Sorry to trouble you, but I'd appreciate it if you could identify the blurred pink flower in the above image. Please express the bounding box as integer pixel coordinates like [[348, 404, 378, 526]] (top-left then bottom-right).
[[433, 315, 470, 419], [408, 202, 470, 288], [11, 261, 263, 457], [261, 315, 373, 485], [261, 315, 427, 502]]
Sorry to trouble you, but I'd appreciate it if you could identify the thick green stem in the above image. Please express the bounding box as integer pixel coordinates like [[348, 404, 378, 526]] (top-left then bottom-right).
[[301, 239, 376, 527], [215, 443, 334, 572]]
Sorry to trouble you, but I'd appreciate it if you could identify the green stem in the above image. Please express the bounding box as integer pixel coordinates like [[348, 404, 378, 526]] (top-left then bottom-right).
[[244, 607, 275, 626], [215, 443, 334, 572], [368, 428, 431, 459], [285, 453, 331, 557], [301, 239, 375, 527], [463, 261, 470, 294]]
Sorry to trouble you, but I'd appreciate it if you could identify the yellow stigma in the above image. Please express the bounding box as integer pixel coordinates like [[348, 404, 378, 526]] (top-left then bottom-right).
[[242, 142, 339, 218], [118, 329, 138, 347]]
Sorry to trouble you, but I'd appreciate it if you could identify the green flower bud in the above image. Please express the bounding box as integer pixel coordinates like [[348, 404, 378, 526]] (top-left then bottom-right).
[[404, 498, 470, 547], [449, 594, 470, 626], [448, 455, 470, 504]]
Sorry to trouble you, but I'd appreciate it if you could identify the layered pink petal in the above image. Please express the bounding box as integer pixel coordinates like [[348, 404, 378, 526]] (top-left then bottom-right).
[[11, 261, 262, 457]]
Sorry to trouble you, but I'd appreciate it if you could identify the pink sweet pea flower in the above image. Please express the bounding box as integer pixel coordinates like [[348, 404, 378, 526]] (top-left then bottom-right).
▬▬▬
**Exercise aim**
Output the records in full, exactly.

**Answer section**
Sorry to trouble you, but I'd appreciate it if you could identify the blurred pink flower in the above image. Please express the bounding box as integer pixel coordinates like [[348, 404, 378, 526]] (top-left then bottom-right).
[[433, 315, 470, 419], [408, 202, 470, 288], [11, 261, 263, 457], [261, 315, 373, 485], [261, 315, 427, 502]]
Sorry to trouble you, but I'd appreciate it if you could identify the thick green stem in the above image. Please express the bounding box as integer pixel coordinates like [[348, 404, 378, 526]] (top-left then bottom-right).
[[301, 239, 376, 527], [215, 443, 334, 572]]
Sorry to trouble you, but I'd appreciate it if you could identify the green stem in the above image. Please express the bounding box as integer pixel coordinates like [[348, 404, 378, 526]] (top-left then bottom-right).
[[244, 607, 275, 626], [215, 443, 334, 572], [368, 428, 431, 459], [285, 453, 331, 557], [301, 239, 375, 527], [463, 261, 470, 294]]
Sorry to trouble you, but I'd appreciate it if you could identify the yellow stigma in the above image. Please express the bounding box as integer pixel coordinates like [[348, 404, 378, 526]] (top-left then bottom-right).
[[242, 142, 339, 218], [118, 329, 138, 347]]
Sorry to trouble you, but I'd appreciate it if you could identify the green flower bud in the above image. Please express the bounding box as integer pixel coordinates like [[348, 404, 378, 526]] (top-left then bottom-right).
[[404, 498, 470, 547], [449, 594, 470, 626], [448, 455, 470, 504]]
Sorry to trouble you, but I'd appreciate it if you could identify the layered pink petal in the above image. Please express the bounding box as integer pixel coordinates like [[348, 404, 378, 526]] (top-left then bottom-right).
[[11, 261, 262, 457]]
Sorry to trouble you, but I'd appreciate it if you could identify the pink sweet pea flower in the above image. Please express the bounding box as integer pixel coordinates like [[348, 404, 378, 526]] (top-left then bottom-right).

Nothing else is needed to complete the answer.